#### Aim of the task:
Render the records below as a Markdown table with the columns Row and Line, giving each line its own numbered row and skipping blank lines. Leave the pictures out of your answer.

═════ Dataset excerpts ═════

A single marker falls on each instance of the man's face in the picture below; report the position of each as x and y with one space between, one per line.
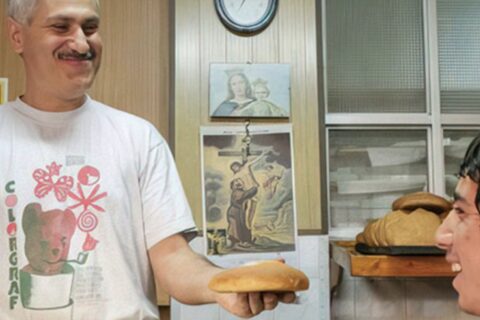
459 234
61 47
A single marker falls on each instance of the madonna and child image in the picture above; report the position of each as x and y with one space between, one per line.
250 90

═════

#### Result for this exercise:
| Row | Line |
|---|---|
| 1 | A single marker falls on each instance of the man's face in the picture below; report the position of each as x and y with one space between, one per line. |
| 2 | 459 234 |
| 3 | 61 47 |
| 4 | A single marker falls on each instance of the madonna and child image in the picture above; report the position of each as x and y with one space between, one per line. |
| 5 | 250 90 |